There is a reliable method to narrative discovery. Block out time to write down “war stories” – the anecdotes that best capture experiences, successes, failures, and our views of the world. These recollections often contain the kernels or themes of what matters most to us. By looking at the stories we tell, to ourselves and about ourselves, we begin to see patterns and shapes.

I have introduced a concept (with the help of many) for developing and capturing personal narratives in the company I’m Chief People Officer at. My belief is that by recording stories and anecdotes, people will accelerate their personal learning. Perhaps as importantly, they will begin to harness their unique voice or narrative. This application will help them discover common themes that will provide a distinct personal platform of contribution… Maybe even a legacy. I haven’t used the term narrative but the onboarding at our corporation is, “The Story Begins.” What’s your story?

Character Moves:

  1. Just write. Instead of wondering what you should write about, just reflect on and capture the war story of the day, week, etc. If you don’t have a software application like we have given our associates, just use a “black and red” book or scribbler. I literally have a few hundred of them filled with illegible musings and reflections. Even with analogue systems like these scribblers, patterns and ideas of your personal narrative emerge.

+---+

- What this exercise asks -
#1 Edit the records from the line containing "of the distant" through the end of the records, replacing every "Target" with "Object" and leaving everything else unchanged. Return only that part.
#2 Carry on the piece about discovering your personal narrative through war stories, starting right after its last sentence.

+---+

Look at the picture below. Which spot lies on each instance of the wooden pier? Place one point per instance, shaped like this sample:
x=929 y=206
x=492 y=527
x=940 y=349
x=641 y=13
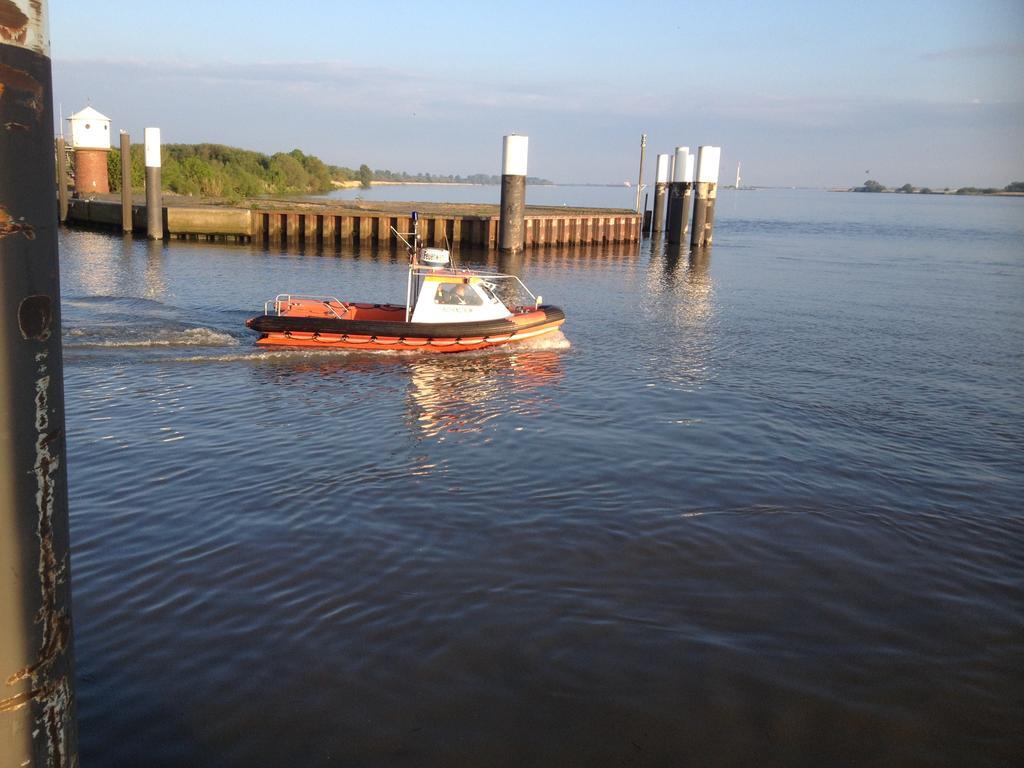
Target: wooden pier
x=311 y=223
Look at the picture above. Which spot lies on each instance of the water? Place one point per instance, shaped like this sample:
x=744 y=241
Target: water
x=760 y=506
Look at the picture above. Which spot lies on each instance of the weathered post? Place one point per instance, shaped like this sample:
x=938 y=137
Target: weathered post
x=679 y=195
x=660 y=192
x=643 y=151
x=37 y=702
x=513 y=202
x=61 y=180
x=707 y=192
x=154 y=199
x=125 y=182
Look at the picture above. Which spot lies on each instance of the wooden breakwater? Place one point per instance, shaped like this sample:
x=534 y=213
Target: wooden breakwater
x=311 y=223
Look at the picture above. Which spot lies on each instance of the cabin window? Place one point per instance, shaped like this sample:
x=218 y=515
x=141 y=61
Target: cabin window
x=485 y=290
x=458 y=294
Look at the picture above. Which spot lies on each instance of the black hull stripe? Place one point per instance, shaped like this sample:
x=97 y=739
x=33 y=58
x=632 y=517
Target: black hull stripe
x=275 y=324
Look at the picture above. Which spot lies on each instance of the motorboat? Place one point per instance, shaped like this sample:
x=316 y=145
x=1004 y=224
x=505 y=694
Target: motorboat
x=448 y=309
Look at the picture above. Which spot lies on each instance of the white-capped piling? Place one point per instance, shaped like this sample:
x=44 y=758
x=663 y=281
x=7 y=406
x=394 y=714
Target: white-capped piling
x=707 y=190
x=679 y=195
x=513 y=202
x=660 y=192
x=37 y=675
x=61 y=180
x=154 y=198
x=126 y=224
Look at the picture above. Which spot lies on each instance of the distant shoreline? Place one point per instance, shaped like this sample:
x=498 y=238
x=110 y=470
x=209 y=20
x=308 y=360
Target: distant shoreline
x=951 y=193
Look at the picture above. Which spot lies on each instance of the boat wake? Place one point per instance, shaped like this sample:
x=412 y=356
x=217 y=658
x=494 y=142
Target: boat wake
x=550 y=342
x=119 y=337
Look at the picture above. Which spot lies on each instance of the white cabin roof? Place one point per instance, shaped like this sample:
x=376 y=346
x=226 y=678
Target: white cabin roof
x=89 y=114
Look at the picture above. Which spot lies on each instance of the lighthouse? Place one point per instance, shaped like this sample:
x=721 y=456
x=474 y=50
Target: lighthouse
x=90 y=139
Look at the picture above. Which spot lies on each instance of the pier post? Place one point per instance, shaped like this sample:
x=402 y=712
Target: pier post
x=37 y=680
x=126 y=224
x=513 y=202
x=707 y=192
x=660 y=192
x=61 y=180
x=679 y=196
x=640 y=184
x=154 y=198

+---+

- Task results -
#1
Look at the picture above. Which spot lies on each instance of the distant shoreline? Place one point per instance, shaped like this sample:
x=498 y=238
x=110 y=470
x=209 y=20
x=308 y=360
Object: distant shoreline
x=951 y=193
Look at the picture above. Which spot lies on each instance of the boat wake? Place one point per instance, shaped like this sample:
x=412 y=356
x=217 y=658
x=494 y=142
Object: boat wake
x=550 y=342
x=119 y=337
Look at the picture above. Which spot lies on each instance of the white cabin roof? Place one point per instance, shaped like this sample:
x=376 y=346
x=226 y=678
Object: white cabin roof
x=89 y=114
Look at the picture above. Which spot lies on each instance of the lighthouse? Place one point per instance, shaped like this sample:
x=721 y=456
x=474 y=50
Object: lighthouse
x=90 y=139
Look at the picture above. Which spot lies on each instance of the pier post? Place one point per instance, shaped like this sample:
x=402 y=712
Object: pier post
x=37 y=680
x=126 y=224
x=513 y=202
x=707 y=192
x=660 y=192
x=61 y=180
x=679 y=196
x=640 y=184
x=154 y=198

#2
  2. I have written about the importance of developing positive habits many times before, but somehow you need to build and develop a system of routinely recording your experiences. When you do, you will be delighted to see themes about what you believe and stand for evolve. This will give you an explicit platform for expressing your voice, story or narrative.
  3. I have been around too many people who can tell me what they are against or don’t like. But the people who give me great energy have consciously created a narrative and stand for something. They live it. And eventually they have, or will become thought leaders or at least vessels of explicit communication. Their unique themes that represent who they really are will emerge in an authentic spotlight for others to see and appreciate.